§ **TASK TO CARRY OUT**: Report each line of the entries below that has the word "apple" in it.

§ **Free-text object descriptions**:
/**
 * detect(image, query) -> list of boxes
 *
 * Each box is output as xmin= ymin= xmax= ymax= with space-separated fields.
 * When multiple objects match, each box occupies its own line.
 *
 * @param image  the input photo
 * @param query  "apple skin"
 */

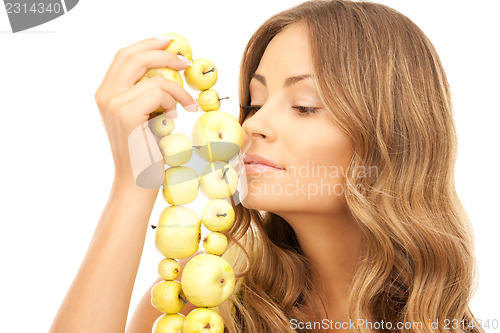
xmin=158 ymin=258 xmax=181 ymax=281
xmin=184 ymin=58 xmax=218 ymax=91
xmin=203 ymin=232 xmax=228 ymax=256
xmin=152 ymin=313 xmax=186 ymax=333
xmin=183 ymin=308 xmax=224 ymax=333
xmin=158 ymin=133 xmax=193 ymax=167
xmin=161 ymin=32 xmax=193 ymax=60
xmin=155 ymin=205 xmax=201 ymax=259
xmin=151 ymin=280 xmax=187 ymax=314
xmin=139 ymin=67 xmax=184 ymax=87
xmin=192 ymin=111 xmax=243 ymax=163
xmin=197 ymin=89 xmax=220 ymax=112
xmin=199 ymin=162 xmax=238 ymax=200
xmin=149 ymin=114 xmax=175 ymax=138
xmin=163 ymin=166 xmax=199 ymax=206
xmin=201 ymin=199 xmax=235 ymax=232
xmin=181 ymin=254 xmax=235 ymax=308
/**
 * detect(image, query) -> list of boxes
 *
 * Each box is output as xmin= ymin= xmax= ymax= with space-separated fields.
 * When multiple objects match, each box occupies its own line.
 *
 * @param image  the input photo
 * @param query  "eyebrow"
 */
xmin=250 ymin=73 xmax=314 ymax=88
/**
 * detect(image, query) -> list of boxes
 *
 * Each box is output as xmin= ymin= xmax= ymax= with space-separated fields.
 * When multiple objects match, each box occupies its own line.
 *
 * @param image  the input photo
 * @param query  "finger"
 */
xmin=104 ymin=37 xmax=190 ymax=92
xmin=120 ymin=87 xmax=179 ymax=126
xmin=120 ymin=37 xmax=174 ymax=57
xmin=126 ymin=50 xmax=191 ymax=86
xmin=126 ymin=75 xmax=200 ymax=113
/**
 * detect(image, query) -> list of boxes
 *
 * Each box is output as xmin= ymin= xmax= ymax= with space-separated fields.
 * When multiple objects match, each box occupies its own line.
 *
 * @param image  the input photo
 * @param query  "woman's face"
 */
xmin=240 ymin=23 xmax=354 ymax=216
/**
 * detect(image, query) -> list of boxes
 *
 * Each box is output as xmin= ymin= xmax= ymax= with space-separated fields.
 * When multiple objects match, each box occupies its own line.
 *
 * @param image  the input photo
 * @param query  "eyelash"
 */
xmin=240 ymin=105 xmax=319 ymax=116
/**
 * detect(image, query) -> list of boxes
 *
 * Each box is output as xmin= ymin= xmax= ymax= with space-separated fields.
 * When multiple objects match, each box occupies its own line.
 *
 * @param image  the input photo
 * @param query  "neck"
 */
xmin=278 ymin=209 xmax=363 ymax=320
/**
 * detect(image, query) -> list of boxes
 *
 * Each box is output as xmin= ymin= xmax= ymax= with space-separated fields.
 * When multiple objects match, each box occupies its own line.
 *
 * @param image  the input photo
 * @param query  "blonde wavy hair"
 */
xmin=217 ymin=1 xmax=484 ymax=332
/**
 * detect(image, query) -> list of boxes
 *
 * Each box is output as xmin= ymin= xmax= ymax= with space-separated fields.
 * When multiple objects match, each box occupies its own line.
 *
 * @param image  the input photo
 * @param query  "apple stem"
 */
xmin=216 ymin=213 xmax=227 ymax=217
xmin=192 ymin=145 xmax=201 ymax=149
xmin=179 ymin=296 xmax=188 ymax=304
xmin=218 ymin=96 xmax=229 ymax=101
xmin=150 ymin=225 xmax=157 ymax=229
xmin=203 ymin=67 xmax=215 ymax=75
xmin=204 ymin=323 xmax=211 ymax=329
xmin=221 ymin=167 xmax=229 ymax=180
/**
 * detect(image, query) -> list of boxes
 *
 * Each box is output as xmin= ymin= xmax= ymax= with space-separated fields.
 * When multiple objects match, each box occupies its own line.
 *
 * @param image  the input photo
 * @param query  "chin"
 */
xmin=239 ymin=192 xmax=287 ymax=213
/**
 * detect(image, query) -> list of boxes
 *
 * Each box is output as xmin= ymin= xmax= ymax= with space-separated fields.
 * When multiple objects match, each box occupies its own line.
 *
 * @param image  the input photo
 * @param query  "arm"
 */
xmin=49 ymin=179 xmax=159 ymax=333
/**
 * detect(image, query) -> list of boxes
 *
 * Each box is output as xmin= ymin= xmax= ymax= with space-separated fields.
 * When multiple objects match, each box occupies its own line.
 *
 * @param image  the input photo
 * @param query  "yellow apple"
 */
xmin=203 ymin=232 xmax=228 ymax=256
xmin=158 ymin=133 xmax=193 ymax=166
xmin=181 ymin=254 xmax=235 ymax=308
xmin=155 ymin=205 xmax=201 ymax=259
xmin=163 ymin=166 xmax=199 ymax=206
xmin=139 ymin=67 xmax=184 ymax=87
xmin=160 ymin=32 xmax=193 ymax=60
xmin=184 ymin=58 xmax=218 ymax=91
xmin=201 ymin=199 xmax=235 ymax=232
xmin=151 ymin=280 xmax=187 ymax=314
xmin=152 ymin=313 xmax=186 ymax=333
xmin=183 ymin=308 xmax=224 ymax=333
xmin=158 ymin=258 xmax=181 ymax=281
xmin=197 ymin=89 xmax=229 ymax=112
xmin=199 ymin=162 xmax=238 ymax=200
xmin=149 ymin=113 xmax=175 ymax=137
xmin=192 ymin=111 xmax=243 ymax=163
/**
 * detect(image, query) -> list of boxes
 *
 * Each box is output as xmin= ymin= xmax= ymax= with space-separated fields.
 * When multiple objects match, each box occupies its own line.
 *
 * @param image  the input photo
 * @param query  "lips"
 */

§ **SOLUTION FOR THIS PROBLEM**:
 * @param query  "apple skin"
 * @param query  "apple stem"
 * @param query  "yellow apple"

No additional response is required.